Work request:
Identify every line in the rows below that contains the word "positive", and copy each such line.

Data for analysis:
"""

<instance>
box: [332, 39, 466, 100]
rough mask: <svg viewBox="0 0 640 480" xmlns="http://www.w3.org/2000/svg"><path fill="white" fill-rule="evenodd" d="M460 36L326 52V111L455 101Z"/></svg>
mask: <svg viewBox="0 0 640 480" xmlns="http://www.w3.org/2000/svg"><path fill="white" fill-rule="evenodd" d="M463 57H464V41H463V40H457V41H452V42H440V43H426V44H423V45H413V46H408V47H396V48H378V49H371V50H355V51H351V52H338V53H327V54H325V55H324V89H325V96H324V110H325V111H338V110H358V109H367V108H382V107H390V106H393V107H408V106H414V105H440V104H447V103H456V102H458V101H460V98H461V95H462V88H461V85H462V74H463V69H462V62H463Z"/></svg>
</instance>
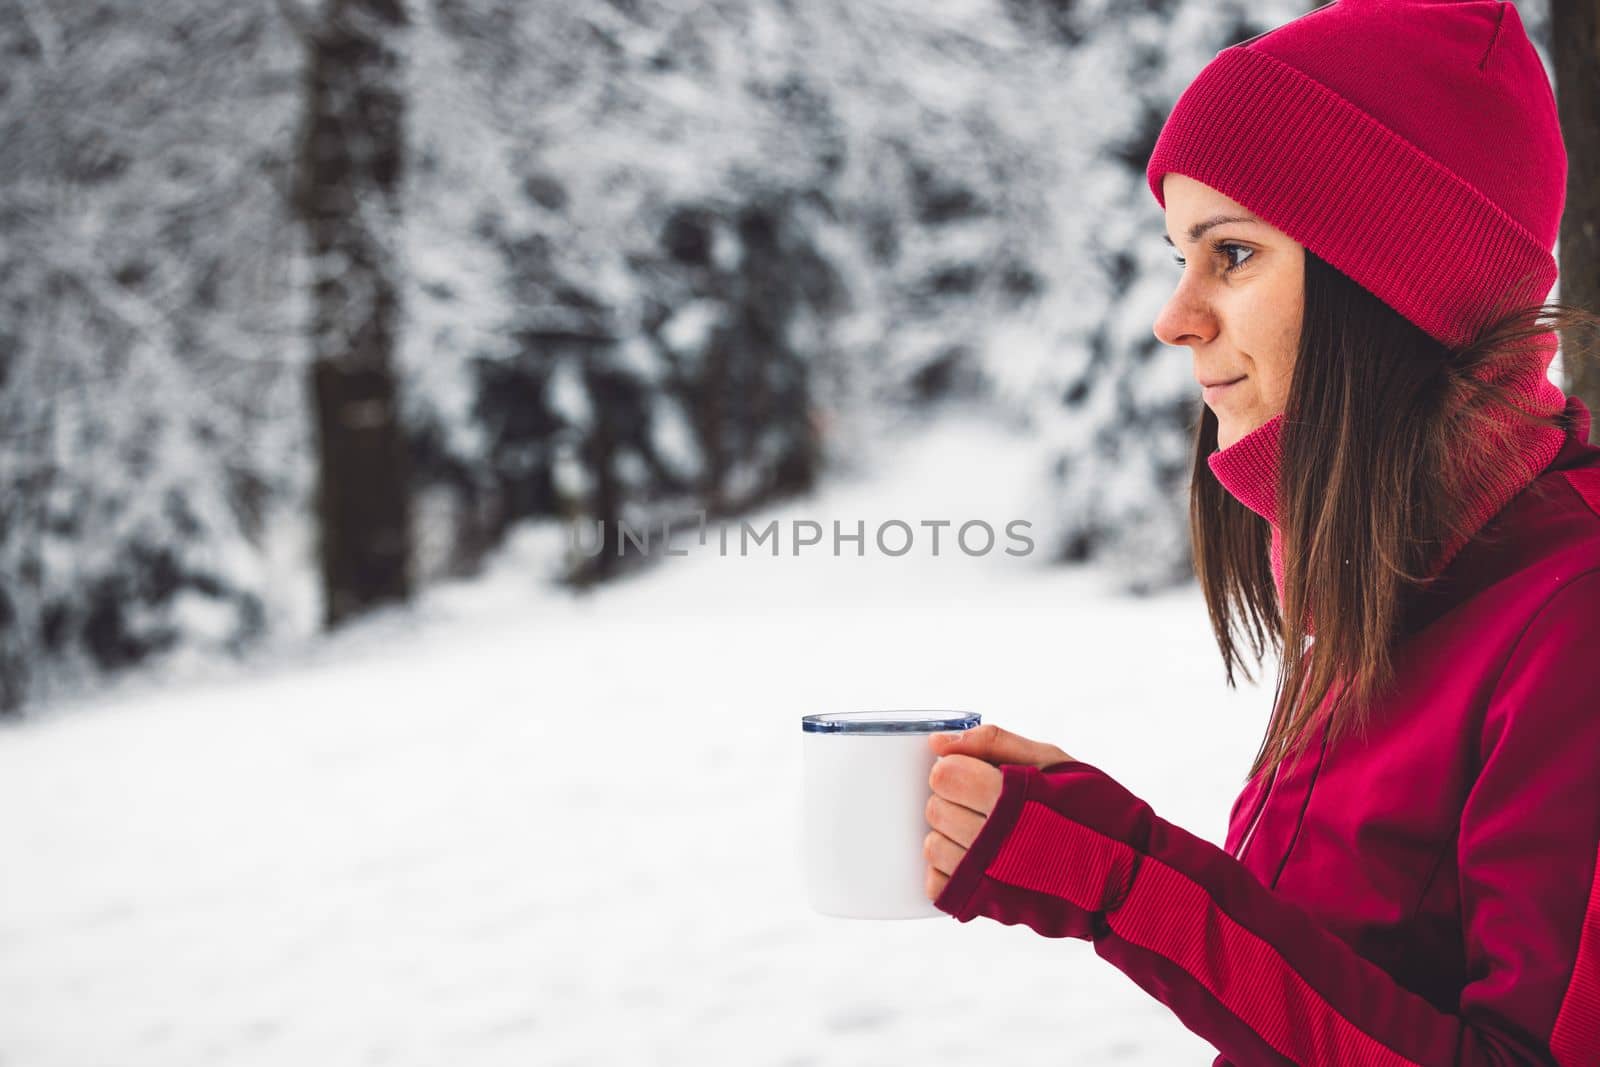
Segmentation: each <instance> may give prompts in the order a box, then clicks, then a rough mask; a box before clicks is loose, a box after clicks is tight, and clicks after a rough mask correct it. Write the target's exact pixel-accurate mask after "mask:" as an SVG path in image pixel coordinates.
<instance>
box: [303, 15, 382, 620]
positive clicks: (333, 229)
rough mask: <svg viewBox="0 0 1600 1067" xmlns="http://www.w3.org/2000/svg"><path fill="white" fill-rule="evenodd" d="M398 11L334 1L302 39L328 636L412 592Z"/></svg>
mask: <svg viewBox="0 0 1600 1067" xmlns="http://www.w3.org/2000/svg"><path fill="white" fill-rule="evenodd" d="M405 24H406V16H405V8H403V0H326V8H325V11H323V13H322V16H320V18H318V19H317V21H315V22H314V24H312V26H310V27H309V32H307V35H306V42H307V48H309V56H307V64H306V67H307V74H306V112H304V123H302V133H301V144H299V158H298V173H296V195H294V200H296V211H298V214H299V219H301V222H302V224H304V227H306V235H307V253H309V262H310V286H312V291H310V344H312V374H310V389H312V395H314V398H315V400H314V403H315V426H317V464H318V488H317V518H318V526H320V553H322V579H323V621H325V624H326V625H328V627H334V625H338V624H339V622H342V621H346V619H349V617H352V616H357V614H362V613H363V611H368V609H371V608H374V606H378V605H382V603H389V601H403V600H406V598H408V597H410V592H411V574H410V571H411V515H410V512H411V506H410V494H408V483H410V470H408V458H406V446H405V435H403V430H402V426H400V403H398V386H397V381H395V370H394V350H395V341H397V338H395V331H397V328H398V304H400V278H398V272H400V261H398V254H397V253H398V230H400V208H398V192H400V174H402V165H403V155H405V138H403V133H405V131H403V120H405V93H403V85H402V64H400V54H398V37H400V34H402V30H403V27H405Z"/></svg>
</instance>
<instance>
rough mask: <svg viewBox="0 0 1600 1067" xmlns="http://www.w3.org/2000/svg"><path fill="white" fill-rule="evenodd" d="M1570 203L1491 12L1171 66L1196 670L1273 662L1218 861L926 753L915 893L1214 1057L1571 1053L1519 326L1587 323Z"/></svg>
mask: <svg viewBox="0 0 1600 1067" xmlns="http://www.w3.org/2000/svg"><path fill="white" fill-rule="evenodd" d="M1565 181H1566V157H1565V149H1563V146H1562V138H1560V130H1558V125H1557V118H1555V104H1554V99H1552V94H1550V90H1549V82H1547V75H1546V72H1544V69H1542V66H1541V62H1539V59H1538V54H1536V53H1534V50H1533V46H1531V45H1530V42H1528V38H1526V35H1525V32H1523V29H1522V22H1520V19H1518V16H1517V11H1515V10H1514V8H1512V6H1510V5H1509V3H1498V2H1493V0H1474V2H1467V3H1440V2H1419V0H1384V2H1378V0H1338V2H1336V3H1331V5H1326V6H1322V8H1317V10H1315V11H1312V13H1310V14H1306V16H1302V18H1299V19H1294V21H1291V22H1288V24H1285V26H1282V27H1278V29H1275V30H1272V32H1269V34H1264V35H1261V37H1256V38H1253V40H1248V42H1245V43H1242V45H1235V46H1232V48H1226V50H1222V51H1221V53H1218V54H1216V58H1214V59H1213V61H1211V62H1210V64H1208V66H1206V67H1205V70H1202V74H1200V75H1198V77H1197V80H1195V83H1194V85H1190V86H1189V90H1186V93H1184V94H1182V98H1181V99H1179V101H1178V104H1176V107H1174V109H1173V114H1171V117H1170V118H1168V122H1166V125H1165V128H1163V130H1162V134H1160V139H1158V141H1157V146H1155V150H1154V154H1152V158H1150V163H1149V186H1150V190H1152V194H1155V198H1157V202H1158V203H1162V206H1163V210H1165V213H1166V235H1168V242H1170V243H1171V245H1173V246H1174V250H1176V251H1178V253H1179V262H1181V264H1182V274H1181V280H1179V283H1178V288H1176V291H1174V293H1173V296H1171V299H1170V301H1168V304H1166V307H1165V309H1163V310H1162V314H1160V318H1158V320H1157V323H1155V333H1157V336H1158V338H1160V339H1162V341H1163V342H1166V344H1171V346H1186V347H1189V350H1190V354H1192V358H1194V373H1195V378H1197V379H1198V381H1200V384H1202V387H1203V390H1205V394H1203V400H1205V405H1203V408H1202V416H1200V426H1198V432H1197V443H1195V466H1194V480H1192V520H1190V526H1192V528H1190V533H1192V539H1194V549H1195V566H1197V571H1198V574H1200V579H1202V587H1203V590H1205V597H1206V605H1208V608H1210V614H1211V622H1213V629H1214V633H1216V640H1218V643H1219V646H1221V651H1222V659H1224V665H1226V669H1227V680H1229V683H1230V685H1232V669H1234V664H1235V661H1237V659H1242V656H1240V654H1238V653H1237V649H1235V637H1248V638H1250V643H1251V648H1253V651H1254V654H1256V657H1258V661H1259V659H1261V656H1262V649H1264V641H1266V635H1270V637H1272V641H1274V643H1275V645H1278V649H1280V653H1282V649H1296V654H1283V656H1282V669H1280V673H1278V686H1277V702H1275V707H1274V715H1272V718H1270V723H1269V726H1267V733H1266V737H1264V741H1262V745H1261V750H1259V753H1258V757H1256V760H1254V766H1253V768H1251V774H1250V777H1248V782H1246V785H1245V789H1243V792H1242V793H1240V797H1238V801H1237V803H1235V806H1234V811H1232V816H1230V819H1229V830H1227V838H1226V848H1216V846H1214V845H1211V843H1210V841H1205V840H1202V838H1198V837H1194V835H1190V833H1187V832H1184V830H1182V829H1179V827H1176V825H1173V824H1171V822H1166V821H1163V819H1160V817H1158V816H1157V814H1155V813H1154V811H1152V809H1150V808H1149V806H1147V805H1146V803H1144V801H1141V800H1139V798H1138V797H1134V795H1131V793H1130V792H1128V790H1126V789H1123V787H1122V785H1118V784H1117V782H1115V781H1114V779H1112V777H1110V776H1109V774H1106V773H1104V771H1101V769H1099V768H1094V766H1091V765H1088V763H1082V761H1075V760H1072V758H1070V757H1069V755H1067V753H1066V752H1062V750H1061V749H1058V747H1054V745H1048V744H1042V742H1034V741H1029V739H1024V737H1018V736H1013V734H1008V733H1005V731H1002V729H997V728H995V726H990V725H986V726H982V728H979V729H974V731H971V734H966V736H955V737H944V736H939V737H934V739H933V741H931V742H930V744H931V745H933V747H934V752H936V753H938V755H939V757H944V758H939V760H938V763H936V766H934V771H933V774H931V776H930V785H931V787H933V797H931V798H930V803H928V824H930V827H931V832H930V833H928V841H926V848H925V851H926V856H928V864H930V865H928V896H930V897H931V899H933V901H934V902H936V905H938V907H939V909H941V910H944V912H947V913H950V915H954V917H955V918H958V920H960V921H963V923H965V921H970V920H973V918H976V917H979V915H982V917H987V918H992V920H997V921H1002V923H1008V925H1016V923H1021V925H1027V926H1030V928H1032V929H1035V931H1038V933H1040V934H1043V936H1048V937H1082V939H1090V941H1093V944H1094V950H1096V953H1099V955H1101V957H1102V958H1106V960H1109V961H1110V963H1112V965H1115V966H1117V968H1120V969H1122V971H1125V973H1126V974H1128V976H1130V977H1131V979H1133V981H1134V982H1138V984H1139V985H1141V987H1142V989H1146V990H1147V992H1149V993H1152V995H1154V997H1157V998H1158V1000H1162V1001H1163V1003H1166V1005H1168V1006H1170V1008H1171V1009H1173V1013H1174V1014H1176V1016H1178V1017H1179V1019H1181V1021H1182V1022H1184V1025H1187V1027H1189V1029H1190V1030H1194V1032H1197V1033H1200V1035H1202V1037H1205V1038H1206V1040H1208V1041H1211V1043H1213V1045H1214V1046H1216V1048H1218V1051H1219V1053H1221V1056H1218V1059H1216V1064H1235V1065H1238V1067H1245V1065H1254V1064H1563V1065H1568V1064H1600V867H1597V854H1600V448H1597V446H1592V445H1589V443H1587V438H1589V410H1587V408H1586V406H1584V405H1582V403H1581V402H1579V400H1576V398H1571V400H1568V398H1566V397H1563V395H1562V390H1560V389H1557V387H1555V386H1554V384H1550V381H1549V378H1547V373H1549V365H1550V360H1552V358H1554V352H1555V333H1554V331H1552V326H1573V328H1574V333H1576V326H1581V325H1590V326H1592V325H1597V323H1600V318H1595V317H1594V315H1589V314H1586V312H1579V310H1576V309H1566V307H1562V306H1555V304H1539V301H1541V299H1542V298H1544V296H1546V294H1547V293H1549V291H1550V286H1552V285H1554V282H1555V262H1554V259H1552V256H1550V250H1552V246H1554V243H1555V234H1557V227H1558V219H1560V213H1562V203H1563V195H1565ZM1541 315H1544V317H1550V315H1554V318H1550V320H1547V322H1542V323H1541V322H1539V317H1541ZM1568 357H1570V354H1568ZM1202 461H1203V462H1202ZM1262 520H1266V522H1262ZM1291 696H1293V697H1294V699H1291Z"/></svg>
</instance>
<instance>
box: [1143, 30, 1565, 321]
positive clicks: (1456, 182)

"""

Expected output:
positive clicks: (333, 229)
positive clicks: (1456, 182)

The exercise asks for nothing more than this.